[Stored records]:
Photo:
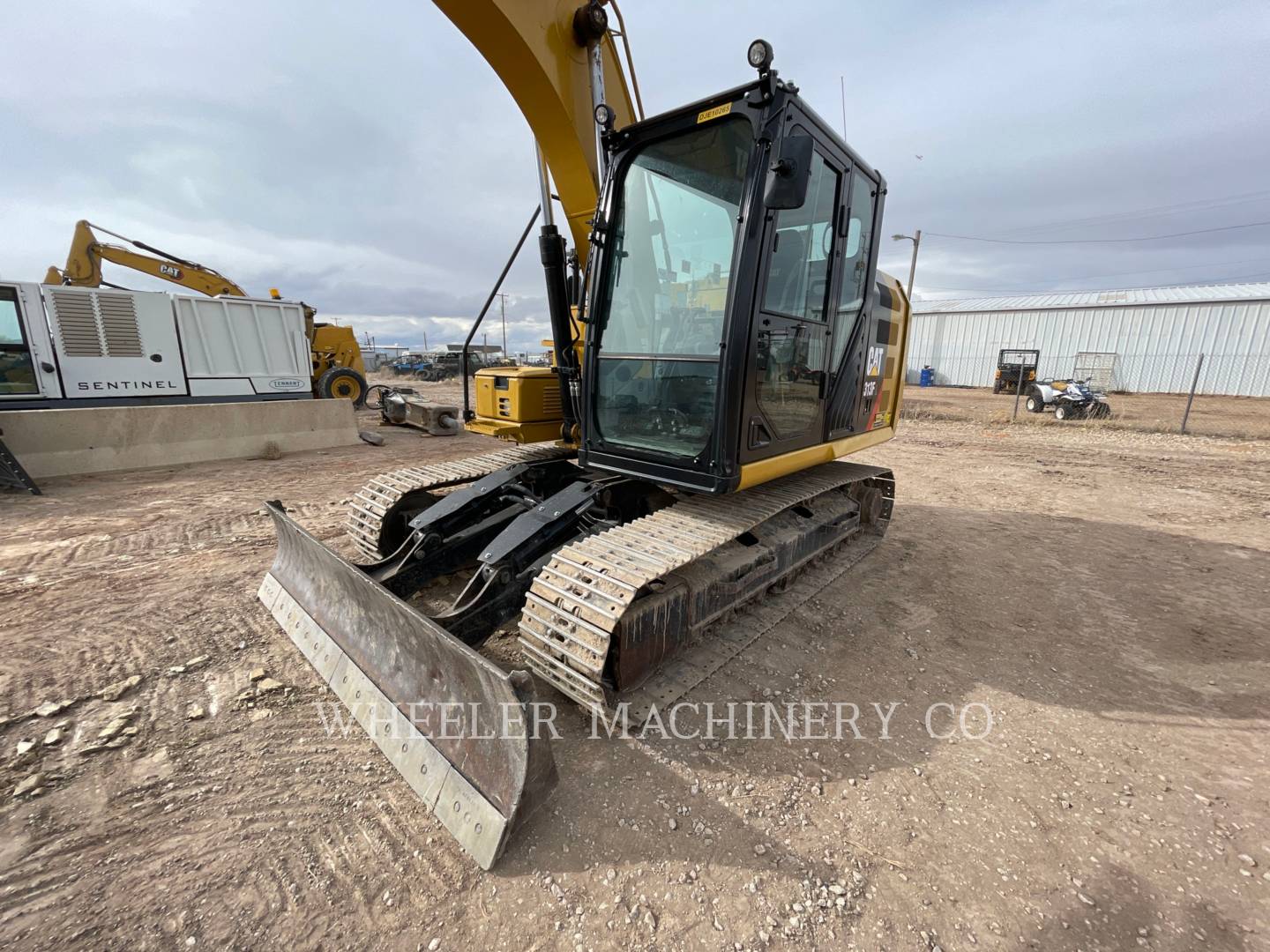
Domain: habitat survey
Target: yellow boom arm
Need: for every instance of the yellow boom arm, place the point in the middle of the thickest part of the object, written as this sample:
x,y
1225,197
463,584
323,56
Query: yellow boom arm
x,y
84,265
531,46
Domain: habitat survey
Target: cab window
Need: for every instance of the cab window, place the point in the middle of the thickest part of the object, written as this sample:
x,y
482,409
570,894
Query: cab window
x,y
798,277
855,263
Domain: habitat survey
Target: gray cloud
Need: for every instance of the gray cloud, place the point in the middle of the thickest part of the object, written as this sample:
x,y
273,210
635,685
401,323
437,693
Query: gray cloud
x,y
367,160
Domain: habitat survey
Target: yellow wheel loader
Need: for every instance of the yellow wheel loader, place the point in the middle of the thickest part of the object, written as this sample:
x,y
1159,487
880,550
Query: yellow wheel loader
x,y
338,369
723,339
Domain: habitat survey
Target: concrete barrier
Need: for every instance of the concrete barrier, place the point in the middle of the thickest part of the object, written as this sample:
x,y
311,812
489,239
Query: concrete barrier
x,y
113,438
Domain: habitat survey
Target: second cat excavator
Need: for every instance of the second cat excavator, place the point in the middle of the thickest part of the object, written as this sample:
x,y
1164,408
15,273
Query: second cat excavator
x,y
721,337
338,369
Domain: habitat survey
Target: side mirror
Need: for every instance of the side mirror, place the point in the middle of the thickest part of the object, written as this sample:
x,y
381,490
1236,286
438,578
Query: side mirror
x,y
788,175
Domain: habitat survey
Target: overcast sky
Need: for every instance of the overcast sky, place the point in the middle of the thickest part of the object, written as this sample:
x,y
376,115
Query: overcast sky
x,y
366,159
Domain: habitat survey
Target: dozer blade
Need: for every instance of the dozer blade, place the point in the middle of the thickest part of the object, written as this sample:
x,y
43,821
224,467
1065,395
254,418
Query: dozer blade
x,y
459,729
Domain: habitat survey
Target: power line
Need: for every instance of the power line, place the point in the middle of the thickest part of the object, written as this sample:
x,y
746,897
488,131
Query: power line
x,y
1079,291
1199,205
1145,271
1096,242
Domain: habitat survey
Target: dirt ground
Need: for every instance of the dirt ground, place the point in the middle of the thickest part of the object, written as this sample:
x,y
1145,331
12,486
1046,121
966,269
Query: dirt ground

[Task statement]: Locate each line in the listing that contains the word "Query", matching case exactly, and copy every such line.

[The completed task]:
Query: yellow boom arm
Query: cab window
Query: gray cloud
Query: yellow wheel loader
Query: concrete barrier
Query: second cat excavator
Query: side mirror
Query: overcast sky
Query: dozer blade
Query: power line
Query: dirt ground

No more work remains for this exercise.